>>>

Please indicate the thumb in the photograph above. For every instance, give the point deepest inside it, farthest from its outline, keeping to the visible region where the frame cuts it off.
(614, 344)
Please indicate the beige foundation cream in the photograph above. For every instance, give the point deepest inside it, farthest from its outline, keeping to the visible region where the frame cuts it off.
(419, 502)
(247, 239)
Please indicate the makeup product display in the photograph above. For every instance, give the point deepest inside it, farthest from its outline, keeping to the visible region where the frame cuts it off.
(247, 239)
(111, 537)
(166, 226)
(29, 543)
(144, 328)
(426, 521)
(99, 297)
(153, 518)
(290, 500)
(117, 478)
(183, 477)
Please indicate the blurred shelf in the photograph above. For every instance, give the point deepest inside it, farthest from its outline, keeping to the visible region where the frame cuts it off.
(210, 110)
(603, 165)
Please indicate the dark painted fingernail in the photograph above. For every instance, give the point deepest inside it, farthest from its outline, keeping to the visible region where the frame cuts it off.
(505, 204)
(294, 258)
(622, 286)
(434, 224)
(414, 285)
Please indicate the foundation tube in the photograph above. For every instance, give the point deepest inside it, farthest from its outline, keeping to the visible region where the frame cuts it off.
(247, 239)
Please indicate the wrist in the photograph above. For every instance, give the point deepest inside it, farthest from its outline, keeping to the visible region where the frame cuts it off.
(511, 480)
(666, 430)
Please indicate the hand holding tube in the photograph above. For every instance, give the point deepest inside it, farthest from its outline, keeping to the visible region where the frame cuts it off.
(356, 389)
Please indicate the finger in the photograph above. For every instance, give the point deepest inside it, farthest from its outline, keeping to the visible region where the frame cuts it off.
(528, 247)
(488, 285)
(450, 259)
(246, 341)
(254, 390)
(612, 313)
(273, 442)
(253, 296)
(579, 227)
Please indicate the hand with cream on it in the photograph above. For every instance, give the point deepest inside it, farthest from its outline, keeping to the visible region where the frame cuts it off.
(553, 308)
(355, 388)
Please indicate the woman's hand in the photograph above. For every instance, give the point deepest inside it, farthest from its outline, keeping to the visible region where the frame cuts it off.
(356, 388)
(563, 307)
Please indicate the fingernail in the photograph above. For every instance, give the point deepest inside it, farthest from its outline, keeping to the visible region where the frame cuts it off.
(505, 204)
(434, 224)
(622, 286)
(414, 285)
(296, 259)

<<<

Directions. Copy the part of the material that opens with the line containing "Please indicate the fingernail" and runs through the end of the material, reproducing every line without changes.

The response.
Please indicate the fingernail in the photograph above. For every instance, give the point deepest inside it, farthest from its outline, keeping to the visible region where the frame cuts it off.
(505, 204)
(434, 224)
(622, 286)
(414, 285)
(296, 259)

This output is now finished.